» **問題**:
「Exercise. Point out the overcast」を含む行から「[(394, 231)]」を含む行までのすべての行を、両端の行も含めて一字一句違えずに書き写してください。

------------

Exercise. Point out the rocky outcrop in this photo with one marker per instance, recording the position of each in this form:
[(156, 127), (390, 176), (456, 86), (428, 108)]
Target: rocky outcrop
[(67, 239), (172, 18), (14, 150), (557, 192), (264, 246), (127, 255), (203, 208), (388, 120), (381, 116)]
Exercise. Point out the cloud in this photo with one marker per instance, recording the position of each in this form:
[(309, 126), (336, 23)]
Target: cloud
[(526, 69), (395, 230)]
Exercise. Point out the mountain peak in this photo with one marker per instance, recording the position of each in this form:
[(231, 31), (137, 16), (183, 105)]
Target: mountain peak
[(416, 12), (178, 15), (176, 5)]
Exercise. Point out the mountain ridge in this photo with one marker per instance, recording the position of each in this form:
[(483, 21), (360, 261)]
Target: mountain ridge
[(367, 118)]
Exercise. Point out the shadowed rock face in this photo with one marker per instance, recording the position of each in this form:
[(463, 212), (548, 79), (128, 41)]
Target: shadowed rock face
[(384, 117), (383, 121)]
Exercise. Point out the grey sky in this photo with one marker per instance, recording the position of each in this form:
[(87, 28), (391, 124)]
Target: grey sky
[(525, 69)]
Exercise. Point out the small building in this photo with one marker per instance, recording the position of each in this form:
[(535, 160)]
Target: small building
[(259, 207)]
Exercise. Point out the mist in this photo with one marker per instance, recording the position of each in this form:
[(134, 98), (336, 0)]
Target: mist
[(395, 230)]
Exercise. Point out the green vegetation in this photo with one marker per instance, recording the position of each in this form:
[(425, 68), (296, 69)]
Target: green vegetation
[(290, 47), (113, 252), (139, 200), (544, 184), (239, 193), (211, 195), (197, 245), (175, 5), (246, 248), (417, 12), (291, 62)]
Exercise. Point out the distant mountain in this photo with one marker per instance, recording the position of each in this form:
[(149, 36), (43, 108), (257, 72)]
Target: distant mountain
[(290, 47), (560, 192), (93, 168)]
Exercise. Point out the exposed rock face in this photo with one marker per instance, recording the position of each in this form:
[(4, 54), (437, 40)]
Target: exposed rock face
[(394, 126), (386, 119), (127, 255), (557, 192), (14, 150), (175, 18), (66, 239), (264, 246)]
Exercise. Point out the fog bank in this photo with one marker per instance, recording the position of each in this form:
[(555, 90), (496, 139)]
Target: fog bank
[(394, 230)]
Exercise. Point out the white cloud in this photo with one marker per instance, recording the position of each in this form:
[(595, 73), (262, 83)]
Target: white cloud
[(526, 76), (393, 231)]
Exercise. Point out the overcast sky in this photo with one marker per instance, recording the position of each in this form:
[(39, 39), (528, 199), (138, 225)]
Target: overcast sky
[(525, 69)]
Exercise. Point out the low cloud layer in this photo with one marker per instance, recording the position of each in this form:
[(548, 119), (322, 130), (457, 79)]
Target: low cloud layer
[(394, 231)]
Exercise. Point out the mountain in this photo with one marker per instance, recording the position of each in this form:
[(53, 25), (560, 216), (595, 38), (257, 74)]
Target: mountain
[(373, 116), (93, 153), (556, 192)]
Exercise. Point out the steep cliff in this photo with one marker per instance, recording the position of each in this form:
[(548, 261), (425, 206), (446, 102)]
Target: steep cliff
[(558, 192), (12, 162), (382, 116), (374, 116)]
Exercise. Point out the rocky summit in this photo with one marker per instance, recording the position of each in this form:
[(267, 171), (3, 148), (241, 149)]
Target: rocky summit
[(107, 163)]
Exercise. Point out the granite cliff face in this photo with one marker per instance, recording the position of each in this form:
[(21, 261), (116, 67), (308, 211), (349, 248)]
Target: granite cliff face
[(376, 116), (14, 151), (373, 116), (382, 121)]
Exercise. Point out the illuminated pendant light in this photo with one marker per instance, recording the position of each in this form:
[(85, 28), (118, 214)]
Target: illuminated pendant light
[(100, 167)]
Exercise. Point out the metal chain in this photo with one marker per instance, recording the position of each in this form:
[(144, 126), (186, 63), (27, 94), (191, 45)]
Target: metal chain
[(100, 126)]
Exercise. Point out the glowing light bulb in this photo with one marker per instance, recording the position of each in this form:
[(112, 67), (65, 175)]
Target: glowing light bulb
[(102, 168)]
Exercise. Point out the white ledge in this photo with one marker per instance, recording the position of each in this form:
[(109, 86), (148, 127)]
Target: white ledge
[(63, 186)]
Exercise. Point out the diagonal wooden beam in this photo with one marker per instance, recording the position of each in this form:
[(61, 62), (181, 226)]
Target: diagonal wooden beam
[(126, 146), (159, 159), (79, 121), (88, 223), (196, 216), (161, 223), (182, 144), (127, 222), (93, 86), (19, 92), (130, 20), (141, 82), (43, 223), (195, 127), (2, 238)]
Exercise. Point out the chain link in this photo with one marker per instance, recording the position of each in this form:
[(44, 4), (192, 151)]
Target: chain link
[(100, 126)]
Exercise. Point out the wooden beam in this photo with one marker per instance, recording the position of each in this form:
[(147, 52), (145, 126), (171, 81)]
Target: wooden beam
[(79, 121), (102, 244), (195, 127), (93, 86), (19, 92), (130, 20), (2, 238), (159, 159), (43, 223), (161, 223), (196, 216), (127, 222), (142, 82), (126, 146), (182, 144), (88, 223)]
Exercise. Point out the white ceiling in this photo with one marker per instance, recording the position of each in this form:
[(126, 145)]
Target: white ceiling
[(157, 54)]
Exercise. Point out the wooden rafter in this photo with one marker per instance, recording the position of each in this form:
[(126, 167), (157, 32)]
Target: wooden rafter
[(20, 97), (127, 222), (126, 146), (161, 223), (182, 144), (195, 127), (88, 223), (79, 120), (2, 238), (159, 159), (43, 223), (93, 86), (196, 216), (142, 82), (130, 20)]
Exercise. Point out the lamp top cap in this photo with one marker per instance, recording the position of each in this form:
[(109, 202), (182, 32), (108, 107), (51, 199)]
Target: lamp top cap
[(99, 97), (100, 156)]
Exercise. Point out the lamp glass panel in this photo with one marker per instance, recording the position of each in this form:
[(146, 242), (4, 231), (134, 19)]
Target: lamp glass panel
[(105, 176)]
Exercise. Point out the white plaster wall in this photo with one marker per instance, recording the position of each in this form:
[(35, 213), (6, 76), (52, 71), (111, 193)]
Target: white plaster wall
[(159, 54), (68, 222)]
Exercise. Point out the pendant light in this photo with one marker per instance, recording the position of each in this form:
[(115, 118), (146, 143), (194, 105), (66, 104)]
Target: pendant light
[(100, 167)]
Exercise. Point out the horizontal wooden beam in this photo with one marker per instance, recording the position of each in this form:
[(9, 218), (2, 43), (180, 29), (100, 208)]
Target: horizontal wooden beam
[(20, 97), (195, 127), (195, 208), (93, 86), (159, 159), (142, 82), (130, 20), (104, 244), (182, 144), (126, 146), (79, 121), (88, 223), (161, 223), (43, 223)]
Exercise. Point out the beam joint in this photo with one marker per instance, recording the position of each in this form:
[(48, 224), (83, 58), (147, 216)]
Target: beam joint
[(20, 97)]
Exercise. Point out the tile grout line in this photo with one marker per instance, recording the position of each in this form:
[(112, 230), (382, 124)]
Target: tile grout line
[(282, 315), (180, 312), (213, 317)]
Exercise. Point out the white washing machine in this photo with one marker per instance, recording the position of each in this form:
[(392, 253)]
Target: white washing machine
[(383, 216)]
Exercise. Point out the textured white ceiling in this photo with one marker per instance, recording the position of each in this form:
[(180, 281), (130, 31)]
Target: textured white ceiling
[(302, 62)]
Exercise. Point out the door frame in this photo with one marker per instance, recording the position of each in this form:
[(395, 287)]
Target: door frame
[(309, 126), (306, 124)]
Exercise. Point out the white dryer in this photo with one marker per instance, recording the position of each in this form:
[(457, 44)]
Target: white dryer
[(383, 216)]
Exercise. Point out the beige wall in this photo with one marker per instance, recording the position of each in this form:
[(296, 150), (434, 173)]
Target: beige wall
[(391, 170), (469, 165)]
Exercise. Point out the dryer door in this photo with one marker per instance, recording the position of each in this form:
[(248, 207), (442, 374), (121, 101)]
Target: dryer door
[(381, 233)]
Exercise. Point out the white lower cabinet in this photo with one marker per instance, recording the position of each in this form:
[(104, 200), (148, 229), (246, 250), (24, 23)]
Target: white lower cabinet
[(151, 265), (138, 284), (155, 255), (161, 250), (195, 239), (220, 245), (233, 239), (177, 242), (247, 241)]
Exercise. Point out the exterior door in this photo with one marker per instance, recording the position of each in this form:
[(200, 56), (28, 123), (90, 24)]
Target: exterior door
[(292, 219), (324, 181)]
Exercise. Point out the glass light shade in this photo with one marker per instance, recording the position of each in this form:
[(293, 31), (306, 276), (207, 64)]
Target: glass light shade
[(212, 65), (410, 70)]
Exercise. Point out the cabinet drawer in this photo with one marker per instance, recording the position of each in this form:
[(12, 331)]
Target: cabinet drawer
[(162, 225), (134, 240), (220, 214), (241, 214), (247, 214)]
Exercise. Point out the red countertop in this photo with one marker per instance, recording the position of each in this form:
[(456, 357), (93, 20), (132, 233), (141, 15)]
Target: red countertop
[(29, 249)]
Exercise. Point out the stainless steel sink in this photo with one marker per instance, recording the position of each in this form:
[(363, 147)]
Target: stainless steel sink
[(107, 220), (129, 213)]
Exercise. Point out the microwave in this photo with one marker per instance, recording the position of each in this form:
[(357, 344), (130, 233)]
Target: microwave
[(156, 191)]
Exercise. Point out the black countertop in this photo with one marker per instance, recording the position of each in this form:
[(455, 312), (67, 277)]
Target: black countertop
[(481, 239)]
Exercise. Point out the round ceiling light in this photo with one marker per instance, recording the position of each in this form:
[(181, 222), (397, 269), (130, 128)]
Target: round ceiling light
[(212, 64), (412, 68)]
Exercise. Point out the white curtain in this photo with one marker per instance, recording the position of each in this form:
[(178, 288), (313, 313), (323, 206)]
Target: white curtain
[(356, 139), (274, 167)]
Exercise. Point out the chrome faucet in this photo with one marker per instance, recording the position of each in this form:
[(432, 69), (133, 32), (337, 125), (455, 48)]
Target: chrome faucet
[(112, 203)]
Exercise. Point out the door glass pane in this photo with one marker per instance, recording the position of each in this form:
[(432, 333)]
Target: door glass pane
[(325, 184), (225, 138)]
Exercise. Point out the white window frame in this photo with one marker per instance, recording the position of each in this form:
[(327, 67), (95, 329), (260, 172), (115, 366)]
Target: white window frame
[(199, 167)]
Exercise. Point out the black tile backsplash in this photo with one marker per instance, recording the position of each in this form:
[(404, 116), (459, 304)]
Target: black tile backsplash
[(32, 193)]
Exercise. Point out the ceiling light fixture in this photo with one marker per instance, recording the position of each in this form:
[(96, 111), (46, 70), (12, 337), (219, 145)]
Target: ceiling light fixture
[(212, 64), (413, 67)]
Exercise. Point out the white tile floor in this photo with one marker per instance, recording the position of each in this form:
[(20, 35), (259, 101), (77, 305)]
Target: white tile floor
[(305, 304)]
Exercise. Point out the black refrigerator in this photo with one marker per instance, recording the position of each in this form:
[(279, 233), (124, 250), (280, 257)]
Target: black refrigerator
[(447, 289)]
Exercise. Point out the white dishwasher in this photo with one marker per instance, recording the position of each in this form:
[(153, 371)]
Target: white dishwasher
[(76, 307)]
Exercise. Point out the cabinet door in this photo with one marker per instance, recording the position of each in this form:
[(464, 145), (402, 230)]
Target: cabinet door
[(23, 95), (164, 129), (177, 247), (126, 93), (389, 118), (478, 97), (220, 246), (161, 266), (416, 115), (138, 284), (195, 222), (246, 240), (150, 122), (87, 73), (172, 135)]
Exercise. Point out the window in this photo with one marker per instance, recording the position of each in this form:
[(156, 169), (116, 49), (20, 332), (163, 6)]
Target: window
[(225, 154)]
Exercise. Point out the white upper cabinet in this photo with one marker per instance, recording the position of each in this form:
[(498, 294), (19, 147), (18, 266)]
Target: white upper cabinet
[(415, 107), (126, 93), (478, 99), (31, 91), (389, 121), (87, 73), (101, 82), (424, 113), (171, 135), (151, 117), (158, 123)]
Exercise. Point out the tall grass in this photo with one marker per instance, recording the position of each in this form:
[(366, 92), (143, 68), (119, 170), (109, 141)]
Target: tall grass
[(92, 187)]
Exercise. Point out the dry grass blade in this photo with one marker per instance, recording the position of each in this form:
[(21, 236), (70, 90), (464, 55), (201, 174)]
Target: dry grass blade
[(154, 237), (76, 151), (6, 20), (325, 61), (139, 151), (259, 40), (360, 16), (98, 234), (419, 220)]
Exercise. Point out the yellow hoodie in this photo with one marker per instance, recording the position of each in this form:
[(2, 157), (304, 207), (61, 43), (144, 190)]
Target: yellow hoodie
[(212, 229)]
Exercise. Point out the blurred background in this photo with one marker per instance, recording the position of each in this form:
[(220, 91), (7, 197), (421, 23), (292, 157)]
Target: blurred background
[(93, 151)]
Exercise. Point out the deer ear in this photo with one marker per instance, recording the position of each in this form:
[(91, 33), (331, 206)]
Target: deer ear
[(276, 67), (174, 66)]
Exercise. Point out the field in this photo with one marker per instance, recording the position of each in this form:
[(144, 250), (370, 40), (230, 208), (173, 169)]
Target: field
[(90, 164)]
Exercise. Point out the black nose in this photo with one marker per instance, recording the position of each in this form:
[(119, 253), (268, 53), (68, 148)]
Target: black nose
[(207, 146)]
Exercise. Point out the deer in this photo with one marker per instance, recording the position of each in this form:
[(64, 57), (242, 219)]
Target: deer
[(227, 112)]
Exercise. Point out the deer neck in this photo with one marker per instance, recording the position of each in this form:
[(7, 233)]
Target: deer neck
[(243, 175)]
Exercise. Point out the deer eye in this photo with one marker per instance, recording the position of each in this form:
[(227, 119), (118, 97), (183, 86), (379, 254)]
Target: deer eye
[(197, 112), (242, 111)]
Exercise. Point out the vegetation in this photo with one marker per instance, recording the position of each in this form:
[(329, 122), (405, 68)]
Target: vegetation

------------

» **最終結果**:
Exercise. Point out the overcast sky in this photo with one marker per instance, recording the position of each in this form:
[(39, 39), (528, 199), (138, 225)]
Target: overcast sky
[(525, 69)]
Exercise. Point out the low cloud layer in this photo with one marker per instance, recording the position of each in this form:
[(548, 119), (322, 130), (457, 79)]
Target: low cloud layer
[(394, 231)]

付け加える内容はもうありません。